▸ **READING TEXT**

Your draft titled "An outsider's view of MANET" 
<draft-baker-manet-review-01>, contains the following paragraph:

  TBRPF is interesting, and should work correctly, although the
  operational utility of some of its optimizations may be open to
  question in a given network.  SRI has aggressively marketed TBRPF and
  its IPRs to the working group.  The fact that a patent has been
  applied for on certain aspects is, however, severely limiting
  politically.  If there is any way in which the IETF is absolutely
  predictable, it is that when confronted with a choice between a
  proposal encumbered with IPR issues and an unencumbered proposal, it
  will choose the unencumbered one.

Your statement "SRI has aggressively marketed TBRPF and its IPRs
to the working group" seems to imply that SRI wants to retain
IP rights even if TBRPF becomes an IETF standard. 
That is not true.  As per our Patent Rights Statement in the
TBRPF draft, we will relinquish all patent rights if TBRPF
becomes a standard. In addition, anyone may implement TBRPF,
or use our software, for purposes related to IETF standardization.
(This is true even if TBRPF is placed on "experimental track"
for an arbitrarily long period of time.)

▸ **WRITTEN TASK**
Please extend the passage on TBRPF patent rights above with a few more sentences, beginning right after its final sentence.

▸ **ROWS**
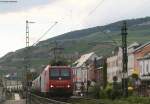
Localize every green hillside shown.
[0,17,150,75]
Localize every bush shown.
[89,84,100,98]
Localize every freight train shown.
[31,65,73,97]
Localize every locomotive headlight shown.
[67,85,71,88]
[50,85,54,88]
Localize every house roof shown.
[134,41,150,52]
[128,42,140,49]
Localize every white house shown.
[128,42,140,76]
[73,52,99,90]
[107,42,139,83]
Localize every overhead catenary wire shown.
[88,0,105,15]
[32,22,58,46]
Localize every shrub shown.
[89,84,100,98]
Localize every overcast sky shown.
[0,0,150,56]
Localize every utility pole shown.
[121,21,128,97]
[0,0,18,3]
[24,20,34,104]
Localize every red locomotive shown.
[32,65,73,96]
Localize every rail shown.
[31,94,70,104]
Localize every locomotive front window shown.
[50,69,59,77]
[61,69,69,77]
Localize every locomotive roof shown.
[50,66,70,68]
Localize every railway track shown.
[31,94,70,104]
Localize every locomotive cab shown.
[49,66,73,96]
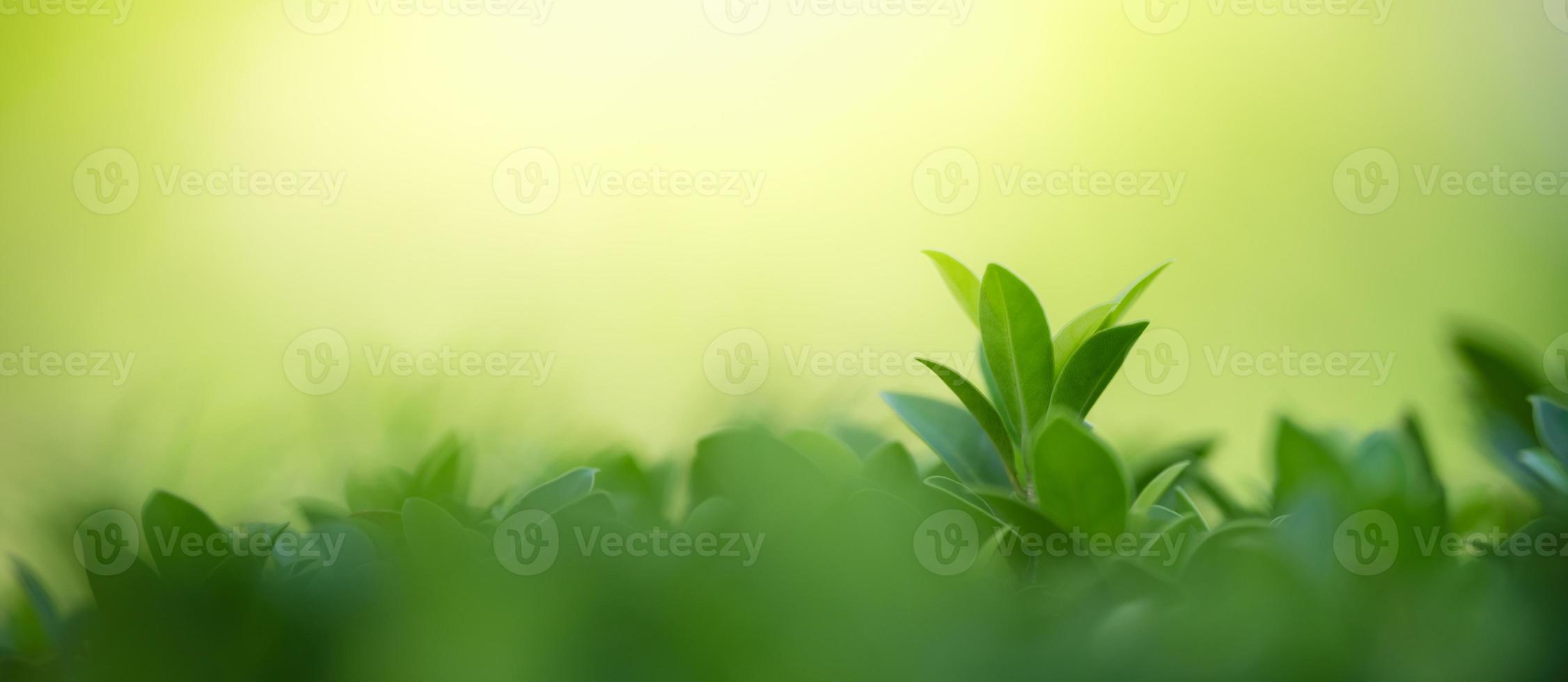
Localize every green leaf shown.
[1052,322,1150,419]
[975,491,1058,538]
[11,557,66,647]
[975,339,1024,448]
[506,467,599,516]
[343,466,412,511]
[1099,260,1171,329]
[784,429,861,479]
[690,426,828,513]
[1273,419,1350,511]
[409,436,473,513]
[1033,419,1129,534]
[883,392,1012,488]
[1127,461,1192,525]
[861,441,920,486]
[141,491,228,583]
[1051,301,1116,376]
[925,477,1001,522]
[920,358,1022,491]
[1530,395,1568,464]
[1176,486,1212,530]
[1519,448,1568,495]
[980,265,1056,438]
[403,497,469,562]
[922,251,980,326]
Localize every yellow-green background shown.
[0,0,1568,577]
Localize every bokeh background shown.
[0,0,1568,598]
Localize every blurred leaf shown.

▸ **EXERCISE RESULT**
The purpose of SRI's patent application is to retain IP rights if 
TBRPF does NOT become a standard.  Why should SRI give up its rights 
to TBRPF if it is not accepted by the IETF, but nonetheless is
useful in some situations and a valuable asset to the company? 

Does your statement "when confronted with a choice between a proposal 
encumbered with IPR issues and an unencumbered proposal, it will choose 
the unencumbered one", still apply when all IP rights are to be 
relinquished upon standardization?  If so, can you give me an example?

Under these conditions, I would not say we have "agressively marketed"
TBPRF, but we have agressively demonstrated the benefits of TBRPF versus 
other protocols, as part of our obligations to our government clients, 
who requested that we work toward the standardization of a higher 
performance protocol for military networks.

Richard

-----------------------
Richard Ogier
Sr. Research Engineer
SRI International
333 Ravenswood Ave.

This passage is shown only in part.